Give back every line of the data below exactly.

§ **EXTRACTED MATERIAL**:
==*==

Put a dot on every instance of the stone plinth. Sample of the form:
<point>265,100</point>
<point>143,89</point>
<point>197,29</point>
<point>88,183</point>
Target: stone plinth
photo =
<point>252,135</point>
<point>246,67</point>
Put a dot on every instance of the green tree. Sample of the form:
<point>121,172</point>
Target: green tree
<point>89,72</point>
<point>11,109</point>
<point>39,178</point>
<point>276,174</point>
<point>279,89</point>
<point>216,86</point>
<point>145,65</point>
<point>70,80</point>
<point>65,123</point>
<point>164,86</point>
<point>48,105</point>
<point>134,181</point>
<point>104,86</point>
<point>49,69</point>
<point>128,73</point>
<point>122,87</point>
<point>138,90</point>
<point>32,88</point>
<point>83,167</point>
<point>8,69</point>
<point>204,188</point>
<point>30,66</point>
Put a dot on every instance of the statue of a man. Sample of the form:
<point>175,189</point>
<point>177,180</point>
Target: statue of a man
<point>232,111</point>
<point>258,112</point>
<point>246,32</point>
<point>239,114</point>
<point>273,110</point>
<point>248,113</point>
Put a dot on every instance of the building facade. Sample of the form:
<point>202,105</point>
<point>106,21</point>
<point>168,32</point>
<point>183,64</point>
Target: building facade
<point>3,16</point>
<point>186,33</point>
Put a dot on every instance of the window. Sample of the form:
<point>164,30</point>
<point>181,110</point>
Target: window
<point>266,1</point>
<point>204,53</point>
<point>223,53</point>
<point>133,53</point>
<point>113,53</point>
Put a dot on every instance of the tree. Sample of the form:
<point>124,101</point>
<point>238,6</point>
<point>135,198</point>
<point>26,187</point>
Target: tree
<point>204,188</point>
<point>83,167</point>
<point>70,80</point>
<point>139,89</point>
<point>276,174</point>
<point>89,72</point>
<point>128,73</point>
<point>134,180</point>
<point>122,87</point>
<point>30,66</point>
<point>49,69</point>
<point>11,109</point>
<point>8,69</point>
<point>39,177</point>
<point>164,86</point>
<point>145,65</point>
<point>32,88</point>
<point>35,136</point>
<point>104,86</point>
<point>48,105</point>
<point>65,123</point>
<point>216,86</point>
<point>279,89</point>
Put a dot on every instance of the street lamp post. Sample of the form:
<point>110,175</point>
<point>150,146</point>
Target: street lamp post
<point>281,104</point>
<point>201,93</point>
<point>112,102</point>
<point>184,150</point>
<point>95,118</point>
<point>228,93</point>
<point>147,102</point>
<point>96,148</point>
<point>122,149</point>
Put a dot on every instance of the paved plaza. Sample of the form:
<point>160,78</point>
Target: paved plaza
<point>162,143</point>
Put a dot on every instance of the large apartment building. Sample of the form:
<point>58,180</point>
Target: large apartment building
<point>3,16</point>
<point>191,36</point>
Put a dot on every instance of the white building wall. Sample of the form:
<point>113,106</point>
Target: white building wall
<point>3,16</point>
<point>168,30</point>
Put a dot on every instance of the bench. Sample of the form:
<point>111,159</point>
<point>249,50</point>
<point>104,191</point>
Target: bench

==*==

§ **SOLUTION TO THE EXERCISE**:
Put a dot on every instance of the stone plinth. Sample of the form:
<point>265,100</point>
<point>143,89</point>
<point>197,29</point>
<point>88,183</point>
Target: stone plinth
photo =
<point>252,135</point>
<point>246,67</point>
Put a dot on every instance of the green tree. Sample of the form:
<point>121,172</point>
Target: green tree
<point>89,72</point>
<point>11,109</point>
<point>39,178</point>
<point>276,174</point>
<point>279,89</point>
<point>216,86</point>
<point>145,65</point>
<point>70,80</point>
<point>65,123</point>
<point>164,86</point>
<point>48,105</point>
<point>134,181</point>
<point>104,86</point>
<point>49,69</point>
<point>128,73</point>
<point>122,87</point>
<point>138,90</point>
<point>32,88</point>
<point>83,167</point>
<point>8,69</point>
<point>204,188</point>
<point>30,66</point>
Put a dot on every instance of the statue of a man. Sample of the form:
<point>175,189</point>
<point>177,180</point>
Target: statue of a man
<point>232,111</point>
<point>258,112</point>
<point>246,32</point>
<point>239,114</point>
<point>273,110</point>
<point>248,113</point>
Put a dot on every instance of the building facade. Sample of the form:
<point>202,105</point>
<point>106,21</point>
<point>168,32</point>
<point>183,64</point>
Target: building facade
<point>3,16</point>
<point>186,33</point>
Put a dot on every instance of the window. Sample of the form:
<point>164,30</point>
<point>181,110</point>
Target: window
<point>266,1</point>
<point>204,53</point>
<point>223,53</point>
<point>133,53</point>
<point>113,53</point>
Put a dot on every instance of the tree. Sample of the form:
<point>124,101</point>
<point>238,6</point>
<point>135,198</point>
<point>26,187</point>
Target: tree
<point>204,188</point>
<point>83,167</point>
<point>70,80</point>
<point>139,89</point>
<point>276,174</point>
<point>89,72</point>
<point>128,73</point>
<point>134,180</point>
<point>122,87</point>
<point>30,66</point>
<point>49,69</point>
<point>11,109</point>
<point>8,69</point>
<point>39,177</point>
<point>164,86</point>
<point>145,65</point>
<point>32,88</point>
<point>35,136</point>
<point>104,86</point>
<point>48,105</point>
<point>65,123</point>
<point>216,86</point>
<point>279,89</point>
Put a dot on every instance of the street lamp post. Sample of the form:
<point>110,175</point>
<point>150,146</point>
Target: street lamp post
<point>281,104</point>
<point>201,93</point>
<point>112,102</point>
<point>184,150</point>
<point>95,118</point>
<point>228,93</point>
<point>147,102</point>
<point>96,148</point>
<point>122,149</point>
Put a dot on every instance of the paved plaza. Sample of the form:
<point>160,78</point>
Target: paved plaza
<point>162,143</point>
Put a dot on every instance of the large apartment building. Sample of the form:
<point>58,180</point>
Target: large apartment building
<point>3,16</point>
<point>191,36</point>
Put a dot on every instance of the white building wall. Sample of the form:
<point>113,106</point>
Target: white building wall
<point>3,16</point>
<point>168,30</point>
Put a dot on every instance of the bench. Sample of the form:
<point>111,159</point>
<point>249,50</point>
<point>104,191</point>
Target: bench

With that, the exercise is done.